═════ Rows ═════

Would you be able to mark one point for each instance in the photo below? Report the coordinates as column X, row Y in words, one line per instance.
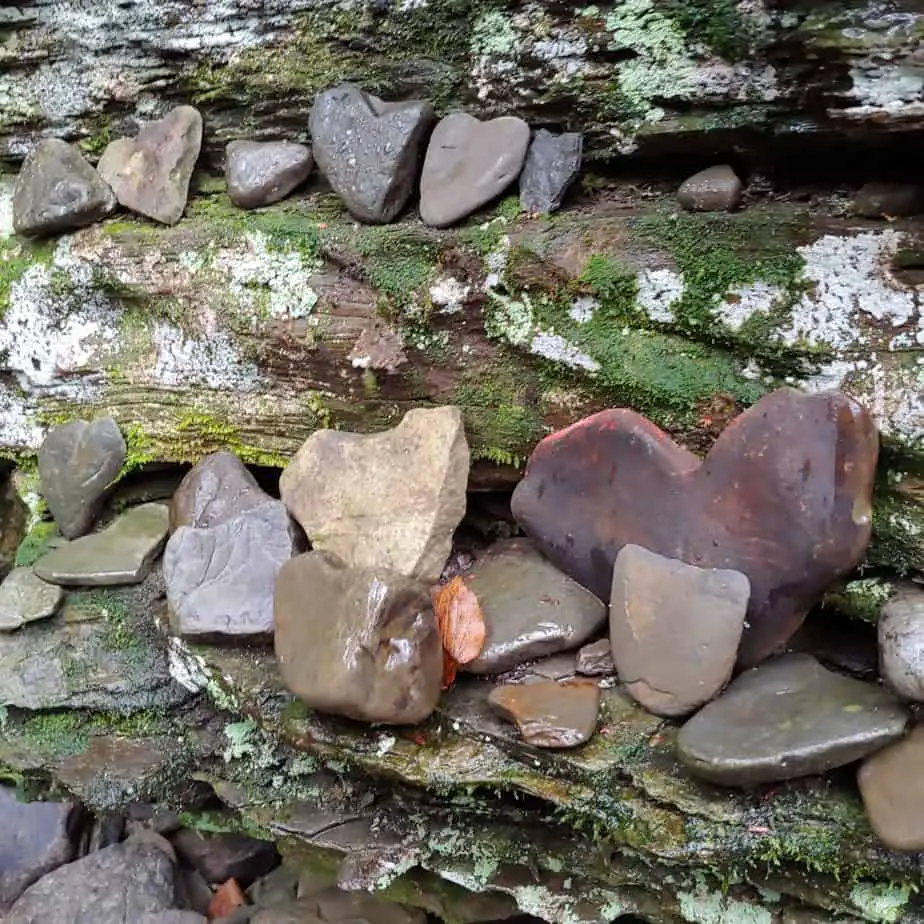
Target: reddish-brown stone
column 784, row 497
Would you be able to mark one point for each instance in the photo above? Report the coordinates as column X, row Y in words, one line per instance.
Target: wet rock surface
column 369, row 150
column 122, row 553
column 259, row 173
column 530, row 608
column 25, row 597
column 553, row 163
column 384, row 500
column 662, row 497
column 469, row 163
column 550, row 714
column 357, row 642
column 35, row 838
column 788, row 718
column 78, row 462
column 58, row 190
column 150, row 173
column 220, row 580
column 715, row 189
column 892, row 786
column 674, row 629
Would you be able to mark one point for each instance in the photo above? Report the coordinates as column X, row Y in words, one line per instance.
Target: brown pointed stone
column 783, row 497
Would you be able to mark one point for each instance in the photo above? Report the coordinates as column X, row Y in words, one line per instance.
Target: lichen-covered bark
column 628, row 72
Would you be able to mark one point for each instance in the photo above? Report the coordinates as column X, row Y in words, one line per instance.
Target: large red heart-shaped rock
column 784, row 496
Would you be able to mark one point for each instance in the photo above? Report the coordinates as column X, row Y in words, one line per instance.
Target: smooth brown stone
column 783, row 497
column 892, row 786
column 550, row 714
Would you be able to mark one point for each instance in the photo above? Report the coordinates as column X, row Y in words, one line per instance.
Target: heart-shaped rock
column 150, row 173
column 783, row 497
column 468, row 164
column 368, row 149
column 78, row 461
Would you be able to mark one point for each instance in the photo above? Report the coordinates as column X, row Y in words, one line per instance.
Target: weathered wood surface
column 705, row 74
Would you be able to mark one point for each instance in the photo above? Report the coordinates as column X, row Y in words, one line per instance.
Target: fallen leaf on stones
column 227, row 897
column 461, row 626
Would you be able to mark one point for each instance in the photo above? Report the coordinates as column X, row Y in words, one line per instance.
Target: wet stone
column 35, row 838
column 78, row 462
column 25, row 597
column 216, row 489
column 788, row 718
column 674, row 629
column 150, row 173
column 715, row 189
column 369, row 150
column 57, row 190
column 550, row 714
column 901, row 642
column 112, row 886
column 468, row 164
column 384, row 500
column 892, row 786
column 553, row 163
column 120, row 554
column 259, row 173
column 615, row 479
column 220, row 580
column 531, row 609
column 596, row 659
column 357, row 642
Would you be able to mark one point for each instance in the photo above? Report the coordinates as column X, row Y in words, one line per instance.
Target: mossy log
column 632, row 74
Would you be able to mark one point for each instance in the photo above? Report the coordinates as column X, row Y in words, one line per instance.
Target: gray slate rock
column 553, row 163
column 901, row 642
column 57, row 190
column 120, row 554
column 35, row 838
column 221, row 580
column 368, row 149
column 361, row 643
column 25, row 597
column 674, row 629
column 216, row 489
column 259, row 173
column 715, row 189
column 150, row 173
column 112, row 886
column 788, row 718
column 531, row 609
column 78, row 463
column 468, row 164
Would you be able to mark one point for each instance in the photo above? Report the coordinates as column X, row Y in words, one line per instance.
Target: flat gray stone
column 35, row 838
column 259, row 173
column 216, row 489
column 368, row 149
column 221, row 580
column 57, row 190
column 116, row 885
column 362, row 643
column 120, row 554
column 553, row 163
column 150, row 173
column 715, row 189
column 788, row 718
column 531, row 609
column 468, row 164
column 387, row 500
column 901, row 642
column 25, row 597
column 78, row 463
column 674, row 629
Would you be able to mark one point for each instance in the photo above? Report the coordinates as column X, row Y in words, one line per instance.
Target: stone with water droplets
column 784, row 497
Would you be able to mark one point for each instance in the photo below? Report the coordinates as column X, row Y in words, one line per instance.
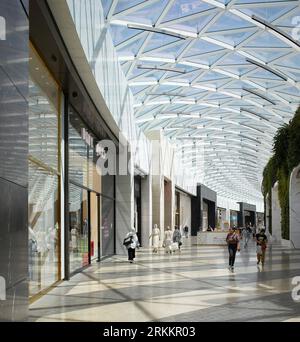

═════

Find every line of the material above that contains the string "gray", matching case, and copy each such line in full.

Target: gray slate rock
Target: flat gray stone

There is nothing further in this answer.